Q1. Why use SQLite for storage instead of a CSV file?
SQLite supports concurrent reads, ACID transactions, SQL queries for aggregation, and handles large datasets efficiently. CSV requires loading everything into memory for every query.
Q2. How do you prevent the LLM from returning an invalid category?
Validate: if response not in CATEGORIES, default to "Other". Add few-shot examples in the prompt showing correct category selection. Use response_format=json_object for structured output.
Q3. What is the cost of categorising 100 expenses with gpt-4o-mini?
Each categorisation: ~50 input tokens + 5 output tokens. 100 expenses: ~5500 tokens total. At $0.15/1M input: approximately $0.001. Very cheap for personal use.
Q4. How would you make this work without an OpenAI API key?

◇ ◇ ◇ ◇ ◇

> **EXERCISES TO COMPLETE**
(1) Summarize the Q&A in two sentences.
(2) Repeat word for word the part of the Q&A between "Q1. Why use" and "for personal use.", inclusive.
None of the tasks use the entries.

◇ ◇ ◇ ◇ ◇

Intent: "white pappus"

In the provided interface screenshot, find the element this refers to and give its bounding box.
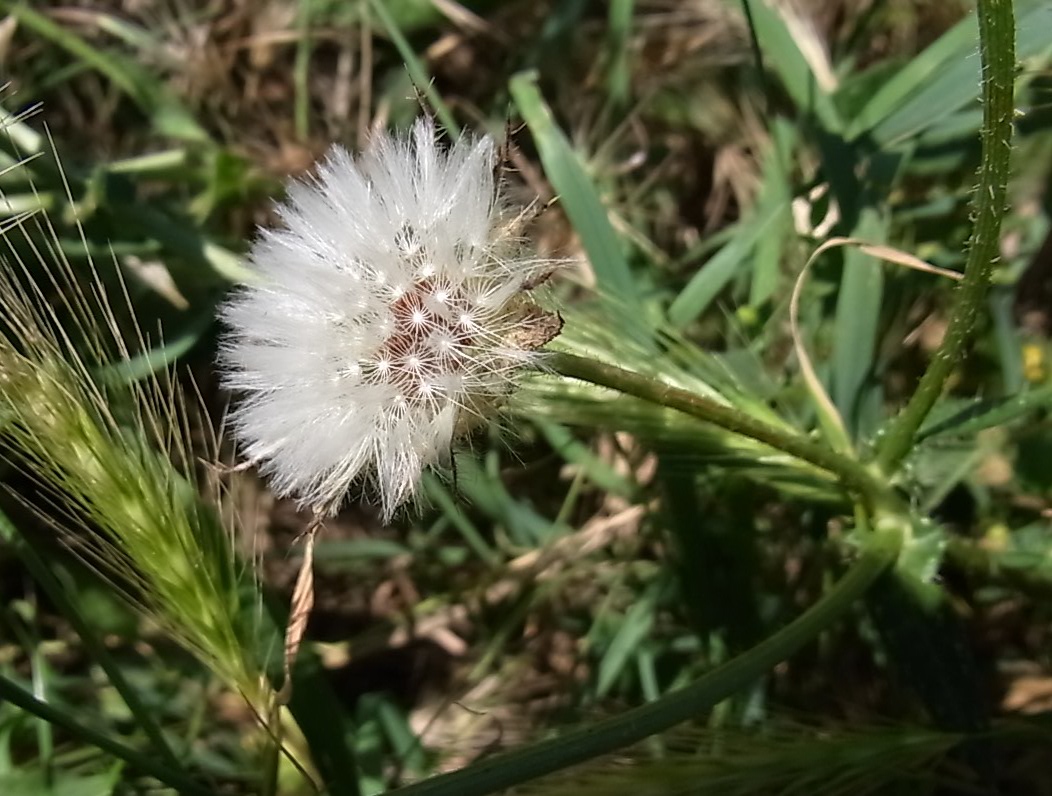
[219,118,561,518]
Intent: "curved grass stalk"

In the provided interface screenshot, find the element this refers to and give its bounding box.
[0,511,179,768]
[876,0,1015,474]
[398,532,902,796]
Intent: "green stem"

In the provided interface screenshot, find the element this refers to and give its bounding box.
[876,0,1015,474]
[398,525,902,796]
[545,351,889,506]
[0,676,214,796]
[0,512,180,768]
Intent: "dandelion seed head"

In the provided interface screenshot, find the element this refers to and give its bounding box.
[220,119,558,518]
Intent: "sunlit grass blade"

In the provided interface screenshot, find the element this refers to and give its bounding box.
[0,1,210,143]
[831,207,887,431]
[509,73,640,311]
[749,0,844,132]
[668,156,790,329]
[369,0,461,139]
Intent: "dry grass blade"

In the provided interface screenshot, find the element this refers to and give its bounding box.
[789,232,960,451]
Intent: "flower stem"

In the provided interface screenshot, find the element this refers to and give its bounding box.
[545,351,888,506]
[876,0,1015,474]
[398,525,902,796]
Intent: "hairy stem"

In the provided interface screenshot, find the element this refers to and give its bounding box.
[876,0,1015,474]
[545,351,889,506]
[398,525,902,796]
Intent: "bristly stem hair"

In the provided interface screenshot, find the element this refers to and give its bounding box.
[544,351,889,507]
[876,0,1015,474]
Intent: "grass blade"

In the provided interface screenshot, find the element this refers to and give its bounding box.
[510,73,639,307]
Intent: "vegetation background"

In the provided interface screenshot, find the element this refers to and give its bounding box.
[0,0,1052,796]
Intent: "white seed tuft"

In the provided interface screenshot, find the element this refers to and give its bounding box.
[220,119,558,518]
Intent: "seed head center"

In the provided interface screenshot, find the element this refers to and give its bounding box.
[363,277,473,402]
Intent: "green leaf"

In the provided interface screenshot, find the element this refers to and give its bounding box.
[595,584,660,698]
[509,73,639,309]
[369,0,460,138]
[99,306,215,386]
[6,2,211,143]
[749,0,843,132]
[917,385,1052,442]
[847,2,1052,147]
[0,766,122,796]
[832,207,888,430]
[668,197,789,329]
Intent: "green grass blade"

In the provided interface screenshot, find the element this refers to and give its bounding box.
[851,2,1052,147]
[668,197,789,329]
[0,676,215,796]
[606,0,635,108]
[6,0,210,142]
[832,207,887,431]
[369,0,461,138]
[595,584,661,698]
[510,73,639,307]
[0,512,179,768]
[749,0,843,132]
[391,531,902,796]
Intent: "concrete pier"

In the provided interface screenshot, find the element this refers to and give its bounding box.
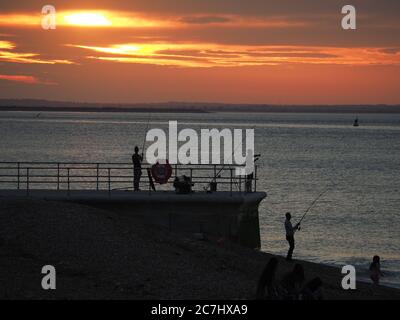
[0,189,267,248]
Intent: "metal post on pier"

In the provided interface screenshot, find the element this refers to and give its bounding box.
[26,168,29,195]
[107,168,111,195]
[17,162,21,190]
[96,163,99,191]
[229,168,233,196]
[67,168,70,195]
[254,166,257,192]
[57,163,60,190]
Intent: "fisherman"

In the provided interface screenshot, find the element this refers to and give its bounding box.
[132,146,143,191]
[285,212,300,261]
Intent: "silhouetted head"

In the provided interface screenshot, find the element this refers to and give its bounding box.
[372,256,381,263]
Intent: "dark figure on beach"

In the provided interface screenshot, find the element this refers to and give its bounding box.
[285,212,300,261]
[300,277,323,300]
[280,263,305,300]
[256,258,278,300]
[369,256,383,285]
[132,146,143,191]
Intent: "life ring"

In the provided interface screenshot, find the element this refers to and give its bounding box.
[151,160,172,184]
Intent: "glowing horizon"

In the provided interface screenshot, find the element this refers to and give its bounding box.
[0,0,400,104]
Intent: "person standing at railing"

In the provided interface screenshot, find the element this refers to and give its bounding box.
[132,146,143,191]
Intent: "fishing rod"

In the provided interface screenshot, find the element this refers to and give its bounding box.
[297,186,329,225]
[142,112,152,155]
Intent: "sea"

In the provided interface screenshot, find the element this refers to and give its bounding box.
[0,111,400,288]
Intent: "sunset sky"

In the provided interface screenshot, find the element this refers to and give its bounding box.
[0,0,400,104]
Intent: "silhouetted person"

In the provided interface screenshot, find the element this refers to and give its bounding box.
[369,256,383,285]
[280,263,305,300]
[132,146,143,191]
[285,212,300,261]
[256,257,278,300]
[300,277,323,300]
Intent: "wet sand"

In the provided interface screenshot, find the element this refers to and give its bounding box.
[0,198,400,300]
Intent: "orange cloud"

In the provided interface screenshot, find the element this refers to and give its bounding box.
[69,43,400,67]
[0,10,310,28]
[0,41,73,64]
[0,74,43,84]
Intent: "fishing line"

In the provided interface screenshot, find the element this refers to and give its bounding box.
[142,112,153,158]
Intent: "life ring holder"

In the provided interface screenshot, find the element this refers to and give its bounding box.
[151,160,172,184]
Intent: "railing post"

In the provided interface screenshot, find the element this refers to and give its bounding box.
[96,163,99,191]
[26,168,29,195]
[108,168,111,195]
[214,164,217,182]
[57,163,60,190]
[254,166,257,192]
[229,168,233,196]
[67,168,70,195]
[17,162,20,190]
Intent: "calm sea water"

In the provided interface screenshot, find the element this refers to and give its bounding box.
[0,112,400,287]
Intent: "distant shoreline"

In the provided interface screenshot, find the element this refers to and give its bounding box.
[0,106,400,114]
[0,99,400,114]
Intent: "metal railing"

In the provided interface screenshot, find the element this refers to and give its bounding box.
[0,162,257,193]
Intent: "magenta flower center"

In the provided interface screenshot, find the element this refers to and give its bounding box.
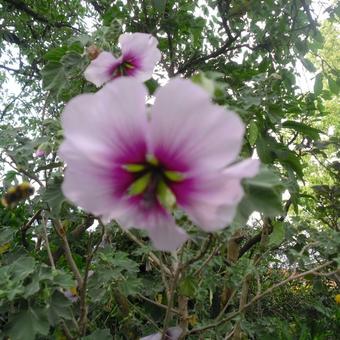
[124,155,184,210]
[110,55,140,78]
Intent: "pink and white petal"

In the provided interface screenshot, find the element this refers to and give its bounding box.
[84,51,120,87]
[150,78,244,172]
[177,158,260,231]
[62,152,122,216]
[62,78,148,166]
[223,158,261,178]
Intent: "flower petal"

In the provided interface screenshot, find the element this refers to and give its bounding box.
[151,79,244,172]
[84,52,120,87]
[179,159,259,231]
[62,78,147,163]
[119,33,161,81]
[59,78,147,219]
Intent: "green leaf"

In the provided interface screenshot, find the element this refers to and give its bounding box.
[44,46,67,62]
[23,274,40,299]
[7,307,50,340]
[157,181,176,210]
[152,0,167,13]
[41,61,66,93]
[0,227,15,246]
[42,176,65,216]
[328,78,340,94]
[10,256,35,281]
[268,222,286,247]
[243,168,283,218]
[314,72,323,96]
[178,275,197,297]
[248,120,259,146]
[82,329,112,340]
[301,58,316,72]
[128,173,152,196]
[191,72,215,96]
[144,78,159,96]
[282,120,322,140]
[47,291,73,326]
[52,270,75,288]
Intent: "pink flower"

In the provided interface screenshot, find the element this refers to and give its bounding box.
[59,77,259,251]
[139,327,182,340]
[34,149,46,157]
[84,33,161,87]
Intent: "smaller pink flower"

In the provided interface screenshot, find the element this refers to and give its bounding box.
[84,33,161,87]
[34,149,46,158]
[139,327,182,340]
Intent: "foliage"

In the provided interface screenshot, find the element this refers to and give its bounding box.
[0,0,340,340]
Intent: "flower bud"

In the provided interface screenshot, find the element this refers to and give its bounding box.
[34,143,50,157]
[86,45,102,60]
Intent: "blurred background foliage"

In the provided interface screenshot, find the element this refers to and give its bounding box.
[0,0,340,340]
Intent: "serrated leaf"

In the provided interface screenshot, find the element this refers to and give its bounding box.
[0,227,15,245]
[268,222,286,247]
[282,120,322,140]
[328,78,340,94]
[179,275,197,297]
[82,329,112,340]
[301,58,316,72]
[144,78,159,96]
[152,0,167,13]
[44,46,67,62]
[243,168,283,218]
[41,61,66,93]
[7,307,50,340]
[48,291,73,326]
[10,256,35,281]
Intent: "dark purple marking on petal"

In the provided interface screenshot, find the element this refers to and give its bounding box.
[169,178,198,206]
[108,53,142,79]
[154,146,191,173]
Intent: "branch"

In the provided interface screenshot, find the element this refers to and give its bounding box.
[53,219,83,290]
[217,0,233,39]
[188,261,334,335]
[79,225,105,336]
[124,229,172,276]
[175,35,239,75]
[20,209,42,248]
[53,215,94,262]
[301,0,317,32]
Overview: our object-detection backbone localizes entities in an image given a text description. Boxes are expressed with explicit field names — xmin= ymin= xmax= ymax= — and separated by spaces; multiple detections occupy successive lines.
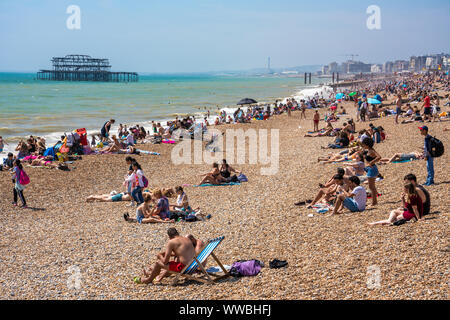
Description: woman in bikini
xmin=361 ymin=138 xmax=381 ymax=206
xmin=123 ymin=193 xmax=175 ymax=224
xmin=220 ymin=159 xmax=240 ymax=181
xmin=369 ymin=183 xmax=423 ymax=226
xmin=344 ymin=153 xmax=366 ymax=177
xmin=101 ymin=135 xmax=122 ymax=153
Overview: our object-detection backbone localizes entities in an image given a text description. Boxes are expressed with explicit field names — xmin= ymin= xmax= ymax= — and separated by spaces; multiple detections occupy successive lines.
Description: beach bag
xmin=142 ymin=176 xmax=148 ymax=188
xmin=238 ymin=173 xmax=248 ymax=182
xmin=230 ymin=260 xmax=262 ymax=277
xmin=19 ymin=170 xmax=30 ymax=186
xmin=428 ymin=137 xmax=444 ymax=158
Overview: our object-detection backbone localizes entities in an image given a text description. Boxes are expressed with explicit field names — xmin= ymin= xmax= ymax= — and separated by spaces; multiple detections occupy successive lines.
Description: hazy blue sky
xmin=0 ymin=0 xmax=450 ymax=72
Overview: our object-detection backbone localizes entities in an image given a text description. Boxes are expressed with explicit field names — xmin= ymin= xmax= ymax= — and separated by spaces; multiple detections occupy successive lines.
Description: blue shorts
xmin=364 ymin=165 xmax=380 ymax=178
xmin=343 ymin=198 xmax=361 ymax=212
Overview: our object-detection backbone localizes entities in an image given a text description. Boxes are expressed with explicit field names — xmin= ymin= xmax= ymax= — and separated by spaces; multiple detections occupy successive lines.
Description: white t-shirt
xmin=352 ymin=186 xmax=367 ymax=211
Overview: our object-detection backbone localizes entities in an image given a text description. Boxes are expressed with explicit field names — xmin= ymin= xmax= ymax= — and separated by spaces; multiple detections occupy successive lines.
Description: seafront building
xmin=322 ymin=53 xmax=450 ymax=75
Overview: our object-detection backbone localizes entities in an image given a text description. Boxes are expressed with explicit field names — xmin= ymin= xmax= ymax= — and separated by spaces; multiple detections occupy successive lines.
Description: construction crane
xmin=341 ymin=54 xmax=359 ymax=61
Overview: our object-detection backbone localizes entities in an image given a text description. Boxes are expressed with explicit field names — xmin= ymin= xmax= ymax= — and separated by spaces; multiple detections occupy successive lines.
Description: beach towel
xmin=392 ymin=159 xmax=413 ymax=163
xmin=312 ymin=203 xmax=333 ymax=213
xmin=237 ymin=173 xmax=248 ymax=182
xmin=230 ymin=260 xmax=262 ymax=277
xmin=206 ymin=264 xmax=231 ymax=273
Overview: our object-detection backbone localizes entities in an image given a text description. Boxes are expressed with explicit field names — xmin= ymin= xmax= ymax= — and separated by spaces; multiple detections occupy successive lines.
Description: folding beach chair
xmin=169 ymin=237 xmax=230 ymax=285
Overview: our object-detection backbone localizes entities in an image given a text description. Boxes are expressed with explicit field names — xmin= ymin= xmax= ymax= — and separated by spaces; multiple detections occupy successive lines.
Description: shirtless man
xmin=395 ymin=94 xmax=403 ymax=124
xmin=144 ymin=234 xmax=208 ymax=283
xmin=135 ymin=228 xmax=196 ymax=284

◇ ◇ ◇ ◇ ◇

> **SOLUTIONS TO THE PROBLEMS**
(1) SQLite is chosen over a CSV file because it supports concurrent reads, ACID transactions, and SQL queries for aggregation, and it handles large datasets efficiently, while a CSV file must be fully loaded into memory for every query. Invalid categories from the LLM are prevented by defaulting any response not in CATEGORIES to "Other," adding few-shot examples to the prompt, and using response_format=json_object, and categorizing 100 expenses with gpt-4o-mini takes about 5,500 tokens and costs approximately $0.001.

(2)
Q1. Why use SQLite for storage instead of a CSV file?
SQLite supports concurrent reads, ACID transactions, SQL queries for aggregation, and handles large datasets efficiently. CSV requires loading everything into memory for every query.
Q2. How do you prevent the LLM from returning an invalid category?
Validate: if response not in CATEGORIES, default to "Other". Add few-shot examples in the prompt showing correct category selection. Use response_format=json_object for structured output.
Q3. What is the cost of categorising 100 expenses with gpt-4o-mini?
Each categorisation: ~50 input tokens + 5 output tokens. 100 expenses: ~5500 tokens total. At $0.15/1M input: approximately $0.001. Very cheap for personal use.